START Provided data
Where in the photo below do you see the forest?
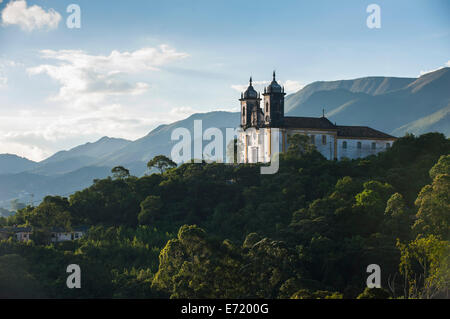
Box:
[0,133,450,299]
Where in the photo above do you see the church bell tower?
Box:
[263,71,286,127]
[239,77,262,130]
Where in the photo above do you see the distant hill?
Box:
[0,68,450,208]
[285,76,416,116]
[0,154,38,174]
[97,111,239,175]
[0,166,111,208]
[30,136,131,175]
[286,68,450,135]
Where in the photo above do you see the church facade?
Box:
[239,71,396,163]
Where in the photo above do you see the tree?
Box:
[147,155,177,174]
[0,254,44,299]
[413,156,450,240]
[384,193,413,239]
[356,288,391,299]
[287,134,316,156]
[111,166,130,179]
[397,235,450,299]
[138,195,163,225]
[11,198,26,212]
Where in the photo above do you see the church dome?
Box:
[265,71,282,93]
[244,78,258,99]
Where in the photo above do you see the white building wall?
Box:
[337,138,394,160]
[240,128,394,163]
[286,129,336,160]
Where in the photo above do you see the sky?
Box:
[0,0,450,161]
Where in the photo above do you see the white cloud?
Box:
[419,60,450,76]
[27,45,188,109]
[0,74,8,89]
[2,0,61,31]
[284,80,305,93]
[231,80,304,93]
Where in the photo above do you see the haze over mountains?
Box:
[0,68,450,207]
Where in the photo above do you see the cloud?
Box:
[27,45,189,109]
[231,80,304,93]
[284,80,305,93]
[419,60,450,76]
[2,0,61,31]
[0,75,8,89]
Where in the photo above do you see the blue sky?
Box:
[0,0,450,160]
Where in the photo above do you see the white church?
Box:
[239,71,396,163]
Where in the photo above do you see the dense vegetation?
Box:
END Provided data
Aim of the task. Please copy the material above, changing each "church" to "chapel" and keeping everything else the same. Leave the pictures out.

Answer for this exercise.
Where in the photo below do you see the forest?
Box:
[0,133,450,299]
Where in the photo above do you see the chapel bell tower?
Box:
[263,71,286,127]
[239,77,262,130]
Where in the photo above do you see the distant hill?
Box:
[0,68,450,208]
[285,76,416,116]
[0,154,38,174]
[97,111,239,175]
[0,166,111,208]
[30,136,131,175]
[286,68,450,135]
Where in the photo above do you see the chapel facade?
Box:
[239,71,396,163]
Where in the photo above do you see the tree?
Box:
[147,155,177,174]
[0,254,44,299]
[413,156,450,240]
[384,193,413,239]
[356,288,391,299]
[287,134,316,156]
[111,166,130,179]
[397,235,450,299]
[138,195,163,225]
[11,198,26,212]
Where in the photo above do you see the chapel dome?
Box:
[265,71,282,93]
[244,78,258,99]
Where in the photo above do you see the white building wall?
Box:
[337,138,394,160]
[240,128,394,163]
[286,129,336,160]
Where in the photo above do you see the sky?
Box:
[0,0,450,161]
Where in the photo above do you see the white cloud?
Box:
[419,60,450,76]
[27,45,188,109]
[0,74,8,89]
[2,0,61,31]
[284,80,305,93]
[231,80,304,93]
Where in the photo above do you see the haze over mountains?
Box:
[0,68,450,207]
Where in the photo above do you see the cloud?
Box:
[27,45,189,109]
[231,80,304,93]
[284,80,305,93]
[419,60,450,76]
[2,0,61,31]
[0,75,8,89]
Where in the photo above do you see the blue sky?
Box:
[0,0,450,160]
Where in the photo above do you see the white chapel?
Box:
[239,71,396,163]
Where in the photo above do you see the dense vegetation?
Box:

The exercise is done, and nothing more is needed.